Text excerpt
In this project I create a model capable of classifying news articles by topic.

I'll use [this](https://www.kaggle.com/c/learn-ai-bbc/overview) public dataset from the BBC containing 2,225 articles, each labeled under one of 5 categories: business, entertainment, politics, sport or tech.

In [None]:
# Deep Neural Networks
import tensorflow as tf
from tensorflow.keras.preprocessing.text import Tokenizer
from tensorflow.keras.preprocessing.sequence import pad_sequences

# Numerical analysis
import numpy as np

# Visualization
import matplotlib.pyplot as plt

# Read csv files
import csv

In [None]:
# Download dataset
!gdown 12U7WyvJypu573BflZC2-9qqqES0xQ51i

Downloading...

Dataset content
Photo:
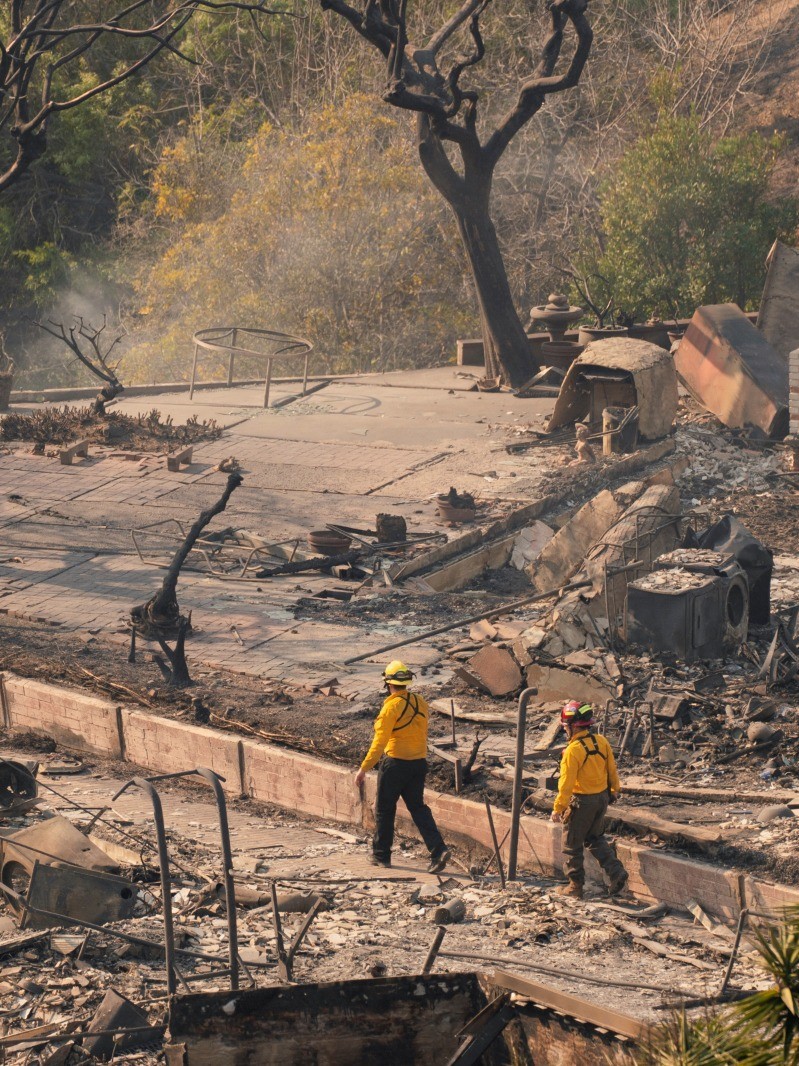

Stated exercise 1
In the news-classification text, how many articles does the BBC dataset contain?
Stated exercise 2
Repeat the part of the news-classification text that opens with the words containing "# Numerical analysis" and closes with "Downloading...", but switch "Visualization" to "Plotting".

Expected answer 1
2,225 articles.

Expected answer 2
# Numerical analysis
import numpy as np

# Plotting
import matplotlib.pyplot as plt

# Read csv files
import csv

In [None]:
# Download dataset
!gdown 12U7WyvJypu573BflZC2-9qqqES0xQ51i

Downloading...